§ **Challenge**: Could you rewrite everything in the material from the line containing "Get the bounding box for pink sleeve." down to the line containing "[308, 265, 358, 327]", putting "coat" wherever "jacket" appears and leaving everything else unchanged?

§ **Records to process**:
......

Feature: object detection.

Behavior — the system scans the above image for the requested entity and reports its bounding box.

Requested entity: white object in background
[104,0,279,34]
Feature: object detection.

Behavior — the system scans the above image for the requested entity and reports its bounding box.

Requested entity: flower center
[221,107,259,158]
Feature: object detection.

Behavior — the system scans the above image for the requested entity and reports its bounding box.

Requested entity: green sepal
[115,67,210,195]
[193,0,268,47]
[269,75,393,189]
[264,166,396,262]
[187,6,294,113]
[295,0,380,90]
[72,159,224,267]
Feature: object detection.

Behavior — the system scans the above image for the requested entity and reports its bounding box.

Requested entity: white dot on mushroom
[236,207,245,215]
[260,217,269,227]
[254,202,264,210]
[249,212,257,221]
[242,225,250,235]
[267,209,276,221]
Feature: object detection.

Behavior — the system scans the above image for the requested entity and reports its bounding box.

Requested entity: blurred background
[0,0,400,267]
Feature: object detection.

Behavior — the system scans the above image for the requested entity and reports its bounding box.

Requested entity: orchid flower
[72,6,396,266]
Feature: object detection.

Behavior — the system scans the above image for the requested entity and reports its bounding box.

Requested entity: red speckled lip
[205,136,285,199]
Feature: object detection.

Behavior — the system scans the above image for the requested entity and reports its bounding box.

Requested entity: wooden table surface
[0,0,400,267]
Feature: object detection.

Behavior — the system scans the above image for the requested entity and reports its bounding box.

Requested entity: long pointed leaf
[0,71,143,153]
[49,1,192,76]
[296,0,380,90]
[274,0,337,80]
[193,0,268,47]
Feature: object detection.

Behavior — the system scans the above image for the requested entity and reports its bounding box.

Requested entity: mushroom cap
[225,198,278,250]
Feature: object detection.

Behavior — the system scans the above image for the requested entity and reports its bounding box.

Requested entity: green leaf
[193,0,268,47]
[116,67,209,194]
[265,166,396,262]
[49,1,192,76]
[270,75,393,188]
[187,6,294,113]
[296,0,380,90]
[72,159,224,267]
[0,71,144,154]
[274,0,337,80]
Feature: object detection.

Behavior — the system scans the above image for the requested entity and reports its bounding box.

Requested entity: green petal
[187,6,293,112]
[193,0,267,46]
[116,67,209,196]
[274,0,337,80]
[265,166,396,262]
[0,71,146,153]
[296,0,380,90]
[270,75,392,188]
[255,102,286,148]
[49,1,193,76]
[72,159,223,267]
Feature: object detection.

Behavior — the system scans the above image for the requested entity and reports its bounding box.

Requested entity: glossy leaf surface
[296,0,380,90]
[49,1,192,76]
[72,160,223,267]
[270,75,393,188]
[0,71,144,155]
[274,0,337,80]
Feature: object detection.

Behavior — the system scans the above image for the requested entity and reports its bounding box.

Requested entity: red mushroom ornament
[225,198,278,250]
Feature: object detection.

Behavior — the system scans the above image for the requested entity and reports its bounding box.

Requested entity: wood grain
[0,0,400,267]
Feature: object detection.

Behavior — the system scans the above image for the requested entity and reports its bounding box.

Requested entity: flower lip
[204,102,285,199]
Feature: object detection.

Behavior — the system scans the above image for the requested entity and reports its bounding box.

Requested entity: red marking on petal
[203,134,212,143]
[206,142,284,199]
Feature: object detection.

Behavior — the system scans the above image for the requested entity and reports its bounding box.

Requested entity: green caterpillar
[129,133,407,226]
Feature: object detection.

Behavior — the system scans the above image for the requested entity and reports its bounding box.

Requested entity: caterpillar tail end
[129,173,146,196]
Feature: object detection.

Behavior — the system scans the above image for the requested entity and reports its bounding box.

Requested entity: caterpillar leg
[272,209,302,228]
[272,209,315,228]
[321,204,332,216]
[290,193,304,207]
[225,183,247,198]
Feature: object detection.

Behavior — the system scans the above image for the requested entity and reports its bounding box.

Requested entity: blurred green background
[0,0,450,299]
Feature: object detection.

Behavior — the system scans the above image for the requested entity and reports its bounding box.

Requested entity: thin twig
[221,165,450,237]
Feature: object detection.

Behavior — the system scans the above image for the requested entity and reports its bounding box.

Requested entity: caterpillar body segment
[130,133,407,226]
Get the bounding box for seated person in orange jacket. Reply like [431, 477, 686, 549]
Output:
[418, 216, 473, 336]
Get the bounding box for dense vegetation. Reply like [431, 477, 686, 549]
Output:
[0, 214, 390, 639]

......

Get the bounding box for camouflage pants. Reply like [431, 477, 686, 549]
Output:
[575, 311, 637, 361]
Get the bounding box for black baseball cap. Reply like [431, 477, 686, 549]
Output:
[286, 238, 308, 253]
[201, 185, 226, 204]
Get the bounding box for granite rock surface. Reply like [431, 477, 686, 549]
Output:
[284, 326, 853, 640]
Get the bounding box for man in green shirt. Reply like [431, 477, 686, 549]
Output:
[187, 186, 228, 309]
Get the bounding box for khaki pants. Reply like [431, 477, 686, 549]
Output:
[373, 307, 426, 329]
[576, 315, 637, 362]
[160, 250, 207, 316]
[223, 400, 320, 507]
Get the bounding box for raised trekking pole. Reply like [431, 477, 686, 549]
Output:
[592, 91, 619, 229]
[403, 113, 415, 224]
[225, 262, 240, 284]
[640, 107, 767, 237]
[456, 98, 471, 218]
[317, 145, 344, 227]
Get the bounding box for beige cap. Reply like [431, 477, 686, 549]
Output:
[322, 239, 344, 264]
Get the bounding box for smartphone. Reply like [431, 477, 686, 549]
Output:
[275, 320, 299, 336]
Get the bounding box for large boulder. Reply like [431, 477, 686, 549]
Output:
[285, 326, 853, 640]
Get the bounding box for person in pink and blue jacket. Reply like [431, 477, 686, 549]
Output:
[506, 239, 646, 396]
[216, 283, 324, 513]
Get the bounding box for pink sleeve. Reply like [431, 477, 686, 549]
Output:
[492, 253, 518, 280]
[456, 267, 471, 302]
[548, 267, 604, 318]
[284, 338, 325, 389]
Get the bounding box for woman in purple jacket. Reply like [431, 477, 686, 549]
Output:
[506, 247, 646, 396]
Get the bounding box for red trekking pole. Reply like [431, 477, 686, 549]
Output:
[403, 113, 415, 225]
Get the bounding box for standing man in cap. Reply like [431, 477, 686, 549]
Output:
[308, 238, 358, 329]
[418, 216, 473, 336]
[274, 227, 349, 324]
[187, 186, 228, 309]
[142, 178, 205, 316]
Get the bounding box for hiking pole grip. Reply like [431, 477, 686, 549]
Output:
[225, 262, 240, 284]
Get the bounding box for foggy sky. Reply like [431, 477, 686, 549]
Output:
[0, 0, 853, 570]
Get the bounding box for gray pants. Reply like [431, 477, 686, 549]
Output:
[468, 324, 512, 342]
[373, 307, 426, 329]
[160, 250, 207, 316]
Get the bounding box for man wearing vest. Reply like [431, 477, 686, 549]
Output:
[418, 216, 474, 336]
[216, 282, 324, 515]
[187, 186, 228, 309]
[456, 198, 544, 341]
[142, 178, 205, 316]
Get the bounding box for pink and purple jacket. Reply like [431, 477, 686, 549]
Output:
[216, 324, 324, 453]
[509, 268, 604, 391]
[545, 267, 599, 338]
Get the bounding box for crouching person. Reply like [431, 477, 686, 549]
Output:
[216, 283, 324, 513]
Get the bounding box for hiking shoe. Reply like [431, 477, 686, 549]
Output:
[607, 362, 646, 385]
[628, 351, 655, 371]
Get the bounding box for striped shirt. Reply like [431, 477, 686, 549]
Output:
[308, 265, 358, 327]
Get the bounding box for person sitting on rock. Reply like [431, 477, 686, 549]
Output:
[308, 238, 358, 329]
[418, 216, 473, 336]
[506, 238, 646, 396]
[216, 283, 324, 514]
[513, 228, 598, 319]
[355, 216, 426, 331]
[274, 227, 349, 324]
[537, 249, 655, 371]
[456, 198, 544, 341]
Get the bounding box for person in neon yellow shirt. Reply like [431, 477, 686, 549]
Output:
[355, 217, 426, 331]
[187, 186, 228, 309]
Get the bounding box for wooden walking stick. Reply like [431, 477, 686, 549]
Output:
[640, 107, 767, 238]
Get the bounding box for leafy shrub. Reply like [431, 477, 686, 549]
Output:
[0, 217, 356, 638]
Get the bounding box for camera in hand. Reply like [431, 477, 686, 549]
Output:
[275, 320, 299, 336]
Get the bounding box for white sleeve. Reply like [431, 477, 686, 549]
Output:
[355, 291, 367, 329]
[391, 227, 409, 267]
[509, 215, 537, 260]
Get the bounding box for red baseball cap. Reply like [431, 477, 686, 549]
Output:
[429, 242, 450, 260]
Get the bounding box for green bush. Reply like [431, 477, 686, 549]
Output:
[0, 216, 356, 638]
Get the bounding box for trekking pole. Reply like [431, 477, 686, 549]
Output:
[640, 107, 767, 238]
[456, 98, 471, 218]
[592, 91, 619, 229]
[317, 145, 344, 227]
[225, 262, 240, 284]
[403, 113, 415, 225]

......

§ **Solution**:
Get the bounding box for pink sleeve. Reply like [431, 477, 686, 549]
Output:
[492, 253, 518, 280]
[456, 267, 471, 302]
[548, 267, 604, 318]
[284, 338, 325, 389]
Get the bounding box for woman in purple coat. Reply like [431, 477, 686, 549]
Output:
[506, 247, 646, 396]
Get the bounding box for red trekking pole. Reply like [431, 477, 686, 549]
Output:
[403, 113, 415, 225]
Get the bounding box for standing man in cap. Reply like [431, 477, 686, 549]
Output:
[308, 238, 358, 329]
[418, 216, 473, 336]
[274, 227, 349, 324]
[187, 186, 228, 309]
[142, 178, 205, 316]
Get the bounding box for hiking pole grip. Reply like [431, 477, 686, 549]
Output:
[225, 262, 240, 284]
Get the bounding box for foggy sky. Reply like [431, 477, 686, 549]
Output:
[0, 0, 853, 570]
Get the bounding box for gray pants. Reply like [431, 477, 686, 549]
Output:
[468, 324, 512, 342]
[373, 307, 426, 329]
[160, 250, 207, 316]
Get the bounding box for man wearing vest. Reply like [431, 477, 686, 549]
Output:
[418, 216, 474, 336]
[216, 282, 324, 515]
[187, 186, 228, 309]
[456, 198, 544, 341]
[142, 178, 205, 316]
Get the bounding box for pink and purple coat. Reply like [431, 477, 686, 549]
Output:
[216, 324, 324, 453]
[509, 268, 604, 391]
[545, 267, 599, 338]
Get the bounding box for crouching person. Reply like [431, 477, 686, 549]
Output:
[216, 283, 324, 513]
Get the bounding box for hiking shoe. Reply like [431, 477, 686, 549]
Output:
[607, 362, 646, 385]
[628, 351, 655, 371]
Get the bounding box for striped shirt. Reply like [431, 477, 686, 549]
Output:
[308, 265, 358, 327]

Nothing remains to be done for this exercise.